Passage:
......

Description
What happened?
I have found an example where open_zarr
appears to ignore the use_zarr_fill_value_as_mask=True
argument.
What did you expect to happen?
Background: Zarr Arrays have a fill_value
property. This is used to determine the value of any "uninitialized" part of an array, e.g. chunks that have never been written. Zarr itself has no concept of missing data or masked data. This parameter was optional in Zarr Python 2 and required in Zarr Python 3.
When we implemented Zarr 3 support, we also changed the behavior of Zarr fill values.
Before Zarr 3, the Zarr array fill_value
was optional, and Xarray used this field analogously to NetCDF's special _FillValue
attribute. The value of the underlying Zarr array fill_value
was used to apply a mask to the array when decoding it.
After Zarr 3, the Zarr array fill_value
became mandatory, and we could no longer keep that behavior because it triggered automatic masking of data. So an integer array with fill_value=0
(the default) would be coerced to float in order to apply the mask and turn all 0s to nans.
Instead, we added an option use_zarr_fill_value_as_mask
, to toggle this behavior. When set to False
, we just use a regular _FillValue
attribute to store the sentinel value for the mask.
xarray/xarray/backends/zarr.py
Lines 874 to 883 in 729c4fa
In the example below, I expected that setting use_zarr_fill_value_as_mask=True
would produce the "old" behavior, but instead it appears to be ignored.

......

Dataset:
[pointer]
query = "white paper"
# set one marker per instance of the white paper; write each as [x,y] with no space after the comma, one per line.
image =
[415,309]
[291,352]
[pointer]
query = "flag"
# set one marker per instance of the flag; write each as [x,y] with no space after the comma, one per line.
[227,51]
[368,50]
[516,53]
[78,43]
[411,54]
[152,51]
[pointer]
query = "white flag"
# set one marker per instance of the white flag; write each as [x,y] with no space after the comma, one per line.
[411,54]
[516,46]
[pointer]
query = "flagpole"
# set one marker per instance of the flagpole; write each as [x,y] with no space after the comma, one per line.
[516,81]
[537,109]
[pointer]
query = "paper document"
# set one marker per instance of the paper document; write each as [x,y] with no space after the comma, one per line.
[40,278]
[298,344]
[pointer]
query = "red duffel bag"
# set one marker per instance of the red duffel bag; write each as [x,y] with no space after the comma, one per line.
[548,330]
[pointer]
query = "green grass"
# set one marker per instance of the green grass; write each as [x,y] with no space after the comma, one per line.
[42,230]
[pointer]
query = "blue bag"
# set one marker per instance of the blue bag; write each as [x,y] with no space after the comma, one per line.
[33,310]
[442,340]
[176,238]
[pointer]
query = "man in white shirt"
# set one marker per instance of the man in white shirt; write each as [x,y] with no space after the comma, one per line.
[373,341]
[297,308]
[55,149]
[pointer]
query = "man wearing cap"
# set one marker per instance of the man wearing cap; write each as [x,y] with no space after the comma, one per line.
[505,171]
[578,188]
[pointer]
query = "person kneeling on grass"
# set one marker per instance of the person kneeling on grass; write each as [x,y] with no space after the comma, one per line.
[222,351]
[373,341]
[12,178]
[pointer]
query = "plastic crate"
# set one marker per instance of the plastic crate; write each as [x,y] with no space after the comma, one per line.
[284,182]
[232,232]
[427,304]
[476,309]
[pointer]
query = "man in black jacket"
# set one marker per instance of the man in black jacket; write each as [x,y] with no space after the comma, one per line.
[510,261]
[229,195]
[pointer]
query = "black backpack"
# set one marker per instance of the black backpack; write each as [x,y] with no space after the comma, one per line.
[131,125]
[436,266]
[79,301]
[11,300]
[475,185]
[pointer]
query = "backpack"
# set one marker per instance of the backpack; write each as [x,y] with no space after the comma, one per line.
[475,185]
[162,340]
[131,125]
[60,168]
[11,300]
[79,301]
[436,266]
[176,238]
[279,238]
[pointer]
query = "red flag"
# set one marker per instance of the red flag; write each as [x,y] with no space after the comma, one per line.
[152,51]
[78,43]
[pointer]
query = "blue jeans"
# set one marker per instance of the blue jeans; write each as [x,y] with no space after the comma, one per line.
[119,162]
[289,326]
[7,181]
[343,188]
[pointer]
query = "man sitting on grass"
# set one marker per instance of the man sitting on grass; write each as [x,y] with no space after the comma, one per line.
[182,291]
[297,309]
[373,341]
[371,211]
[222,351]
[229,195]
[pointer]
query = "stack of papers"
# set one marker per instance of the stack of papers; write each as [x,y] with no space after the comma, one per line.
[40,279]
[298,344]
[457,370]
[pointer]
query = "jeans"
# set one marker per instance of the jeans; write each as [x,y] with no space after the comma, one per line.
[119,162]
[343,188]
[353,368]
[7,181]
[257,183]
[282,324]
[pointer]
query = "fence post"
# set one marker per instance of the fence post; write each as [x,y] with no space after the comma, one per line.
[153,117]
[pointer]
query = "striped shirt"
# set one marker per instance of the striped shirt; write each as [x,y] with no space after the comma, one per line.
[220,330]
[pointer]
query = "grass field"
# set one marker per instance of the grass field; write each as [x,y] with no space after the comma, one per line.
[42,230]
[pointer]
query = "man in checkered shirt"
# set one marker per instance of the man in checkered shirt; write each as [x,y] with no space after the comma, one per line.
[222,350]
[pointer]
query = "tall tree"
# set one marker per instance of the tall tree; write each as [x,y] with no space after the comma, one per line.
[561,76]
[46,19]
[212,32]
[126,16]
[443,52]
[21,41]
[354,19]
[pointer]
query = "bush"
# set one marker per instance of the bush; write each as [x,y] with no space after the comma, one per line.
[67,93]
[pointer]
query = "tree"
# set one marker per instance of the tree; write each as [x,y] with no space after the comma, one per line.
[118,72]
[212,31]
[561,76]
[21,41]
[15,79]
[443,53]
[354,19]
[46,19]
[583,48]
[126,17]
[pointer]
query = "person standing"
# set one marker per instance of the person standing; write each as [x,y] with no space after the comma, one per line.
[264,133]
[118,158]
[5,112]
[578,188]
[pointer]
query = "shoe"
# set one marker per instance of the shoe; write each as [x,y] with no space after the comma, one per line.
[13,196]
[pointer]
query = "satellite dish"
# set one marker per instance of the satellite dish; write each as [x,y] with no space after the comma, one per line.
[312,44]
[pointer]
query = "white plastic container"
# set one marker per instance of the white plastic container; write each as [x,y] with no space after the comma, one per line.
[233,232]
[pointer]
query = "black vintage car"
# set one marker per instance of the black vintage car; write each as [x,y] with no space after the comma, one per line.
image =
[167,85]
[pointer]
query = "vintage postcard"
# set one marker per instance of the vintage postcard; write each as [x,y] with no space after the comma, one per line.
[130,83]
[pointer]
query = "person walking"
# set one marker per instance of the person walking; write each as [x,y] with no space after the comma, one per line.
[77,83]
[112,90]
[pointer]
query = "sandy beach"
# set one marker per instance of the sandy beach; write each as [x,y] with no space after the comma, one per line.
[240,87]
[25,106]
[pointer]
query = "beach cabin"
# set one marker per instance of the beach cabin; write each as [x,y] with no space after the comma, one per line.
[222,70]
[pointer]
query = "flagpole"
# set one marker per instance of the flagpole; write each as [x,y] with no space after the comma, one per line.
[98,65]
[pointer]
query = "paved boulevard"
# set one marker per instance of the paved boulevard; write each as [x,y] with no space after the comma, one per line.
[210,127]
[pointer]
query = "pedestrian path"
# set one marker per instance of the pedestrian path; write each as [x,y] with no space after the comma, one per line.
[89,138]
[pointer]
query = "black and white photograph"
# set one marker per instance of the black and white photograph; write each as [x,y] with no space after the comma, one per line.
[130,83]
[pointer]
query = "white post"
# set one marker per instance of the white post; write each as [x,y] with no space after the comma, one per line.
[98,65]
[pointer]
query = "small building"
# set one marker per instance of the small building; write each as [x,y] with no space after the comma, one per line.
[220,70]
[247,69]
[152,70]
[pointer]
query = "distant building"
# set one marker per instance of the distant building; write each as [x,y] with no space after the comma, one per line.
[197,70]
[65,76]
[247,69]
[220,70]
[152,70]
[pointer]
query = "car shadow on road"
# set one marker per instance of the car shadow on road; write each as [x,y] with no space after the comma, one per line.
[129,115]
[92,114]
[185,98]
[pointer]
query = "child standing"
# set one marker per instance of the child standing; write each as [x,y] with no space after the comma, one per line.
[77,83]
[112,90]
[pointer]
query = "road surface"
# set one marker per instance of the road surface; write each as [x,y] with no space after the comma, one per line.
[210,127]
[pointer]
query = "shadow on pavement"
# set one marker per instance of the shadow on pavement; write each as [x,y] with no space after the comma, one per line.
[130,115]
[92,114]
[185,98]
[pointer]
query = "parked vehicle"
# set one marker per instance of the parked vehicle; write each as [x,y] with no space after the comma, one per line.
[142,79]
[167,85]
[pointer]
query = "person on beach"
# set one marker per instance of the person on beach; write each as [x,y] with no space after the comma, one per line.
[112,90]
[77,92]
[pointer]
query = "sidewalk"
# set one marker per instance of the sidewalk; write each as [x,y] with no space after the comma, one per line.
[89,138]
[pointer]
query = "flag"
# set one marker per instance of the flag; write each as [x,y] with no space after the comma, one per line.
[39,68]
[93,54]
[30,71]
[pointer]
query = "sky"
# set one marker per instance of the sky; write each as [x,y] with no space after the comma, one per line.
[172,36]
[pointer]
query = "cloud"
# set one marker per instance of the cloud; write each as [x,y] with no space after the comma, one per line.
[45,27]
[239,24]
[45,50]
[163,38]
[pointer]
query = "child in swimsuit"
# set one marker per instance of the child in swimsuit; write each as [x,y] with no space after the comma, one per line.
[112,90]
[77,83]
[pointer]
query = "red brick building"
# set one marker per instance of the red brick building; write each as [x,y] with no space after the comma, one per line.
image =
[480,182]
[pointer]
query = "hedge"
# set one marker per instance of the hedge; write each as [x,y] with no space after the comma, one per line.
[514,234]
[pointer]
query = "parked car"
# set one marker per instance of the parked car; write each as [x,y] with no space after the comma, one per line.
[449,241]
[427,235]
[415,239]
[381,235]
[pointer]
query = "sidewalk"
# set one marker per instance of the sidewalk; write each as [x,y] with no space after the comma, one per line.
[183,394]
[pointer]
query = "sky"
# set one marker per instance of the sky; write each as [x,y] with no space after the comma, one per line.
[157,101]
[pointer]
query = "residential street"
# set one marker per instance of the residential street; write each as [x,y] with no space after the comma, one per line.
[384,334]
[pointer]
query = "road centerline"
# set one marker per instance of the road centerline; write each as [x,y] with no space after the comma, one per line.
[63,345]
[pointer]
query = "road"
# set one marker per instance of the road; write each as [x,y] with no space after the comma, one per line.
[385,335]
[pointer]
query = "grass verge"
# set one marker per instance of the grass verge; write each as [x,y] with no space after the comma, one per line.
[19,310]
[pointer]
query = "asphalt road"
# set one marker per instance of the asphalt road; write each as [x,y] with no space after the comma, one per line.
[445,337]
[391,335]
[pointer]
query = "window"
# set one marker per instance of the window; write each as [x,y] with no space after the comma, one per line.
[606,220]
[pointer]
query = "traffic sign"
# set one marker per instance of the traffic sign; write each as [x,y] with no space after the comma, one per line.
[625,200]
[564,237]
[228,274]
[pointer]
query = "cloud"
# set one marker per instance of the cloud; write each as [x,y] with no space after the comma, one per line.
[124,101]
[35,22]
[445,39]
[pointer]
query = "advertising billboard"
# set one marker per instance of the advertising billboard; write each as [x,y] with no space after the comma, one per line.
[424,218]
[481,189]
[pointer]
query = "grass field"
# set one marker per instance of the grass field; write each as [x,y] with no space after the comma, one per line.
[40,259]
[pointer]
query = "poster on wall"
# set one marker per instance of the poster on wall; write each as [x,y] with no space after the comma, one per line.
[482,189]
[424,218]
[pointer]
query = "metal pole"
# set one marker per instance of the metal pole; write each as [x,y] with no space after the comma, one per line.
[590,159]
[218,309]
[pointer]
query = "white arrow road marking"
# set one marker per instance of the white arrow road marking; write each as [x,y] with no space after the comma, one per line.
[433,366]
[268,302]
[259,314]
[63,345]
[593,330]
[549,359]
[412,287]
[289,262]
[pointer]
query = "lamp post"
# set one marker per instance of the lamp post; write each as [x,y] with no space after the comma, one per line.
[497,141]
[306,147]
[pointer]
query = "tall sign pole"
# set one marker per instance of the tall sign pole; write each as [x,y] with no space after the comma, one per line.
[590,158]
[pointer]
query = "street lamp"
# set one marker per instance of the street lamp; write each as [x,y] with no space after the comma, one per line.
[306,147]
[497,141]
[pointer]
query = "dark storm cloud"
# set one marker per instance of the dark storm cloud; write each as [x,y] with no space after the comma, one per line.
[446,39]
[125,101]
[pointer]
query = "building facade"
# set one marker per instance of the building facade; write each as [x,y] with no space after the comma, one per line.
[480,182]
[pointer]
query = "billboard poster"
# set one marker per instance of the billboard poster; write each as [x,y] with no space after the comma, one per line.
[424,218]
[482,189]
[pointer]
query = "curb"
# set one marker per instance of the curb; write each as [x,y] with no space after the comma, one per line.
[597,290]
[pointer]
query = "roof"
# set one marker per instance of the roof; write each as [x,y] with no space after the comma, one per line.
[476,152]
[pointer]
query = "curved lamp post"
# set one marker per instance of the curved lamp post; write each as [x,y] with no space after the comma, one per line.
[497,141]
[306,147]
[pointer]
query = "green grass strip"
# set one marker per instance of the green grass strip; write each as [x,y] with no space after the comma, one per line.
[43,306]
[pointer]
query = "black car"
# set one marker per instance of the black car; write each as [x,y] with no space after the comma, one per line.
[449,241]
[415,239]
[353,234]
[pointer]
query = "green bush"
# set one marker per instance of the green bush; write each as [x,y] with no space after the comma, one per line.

......

Aim 1: Translate into German this sentence from the Zarr fill value issue: "Zarr itself has no concept of missing data or masked data."
Aim 2: List every section heading that appears in the Zarr fill value issue.
Aim 3: From the Zarr fill value issue, return the passage starting with "Before Zarr 3, the" and going on through "0s to nans.".

Full answer 1: Zarr selbst kennt kein Konzept fehlender oder maskierter Daten.

Full answer 2:
Description
What happened?
What did you expect to happen?

Full answer 3:
Before Zarr 3, the Zarr array fill_value
was optional, and Xarray used this field analogously to NetCDF's special _FillValue
attribute. The value of the underlying Zarr array fill_value
was used to apply a mask to the array when decoding it.
After Zarr 3, the Zarr array fill_value
became mandatory, and we could no longer keep that behavior because it triggered automatic masking of data. So an integer array with fill_value=0
(the default) would be coerced to float in order to apply the mask and turn all 0s to nans.